** BEGIN **

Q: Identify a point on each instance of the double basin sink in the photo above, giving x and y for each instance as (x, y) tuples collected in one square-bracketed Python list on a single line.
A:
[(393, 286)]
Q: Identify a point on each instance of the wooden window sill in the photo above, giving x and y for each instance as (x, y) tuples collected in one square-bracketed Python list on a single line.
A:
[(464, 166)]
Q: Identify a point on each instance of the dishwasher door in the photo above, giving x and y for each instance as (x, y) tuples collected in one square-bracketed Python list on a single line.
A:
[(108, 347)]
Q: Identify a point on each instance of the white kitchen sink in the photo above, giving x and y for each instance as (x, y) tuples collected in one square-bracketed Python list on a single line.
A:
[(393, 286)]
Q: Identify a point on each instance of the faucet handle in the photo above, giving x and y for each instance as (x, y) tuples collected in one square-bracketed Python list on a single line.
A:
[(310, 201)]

** END **

GIVEN INSTRUCTION: Reproduce all of the rows above word for word, leaving each line unchanged.

COMPLETE ANSWER:
Q: Identify a point on each instance of the double basin sink in the photo above, giving x and y for each instance as (x, y) tuples collected in one square-bracketed Python list on a single line.
A:
[(393, 286)]
Q: Identify a point on each instance of the wooden window sill in the photo above, giving x and y for each instance as (x, y) tuples collected in one square-bracketed Python list on a single line.
A:
[(464, 166)]
Q: Identify a point on each instance of the dishwasher door in the photo above, giving x and y for each instance as (x, y) tuples collected in one square-bracketed Python list on a single line.
A:
[(108, 347)]
Q: Identify a point on each instance of the white kitchen sink in the photo above, giving x and y for each instance as (x, y) tuples collected in one square-bracketed Python list on a single line.
A:
[(393, 286)]
Q: Identify a point on each instance of the faucet handle in the photo above, giving x and y for each instance as (x, y) tuples collected in one square-bracketed Python list on a single line.
A:
[(310, 201)]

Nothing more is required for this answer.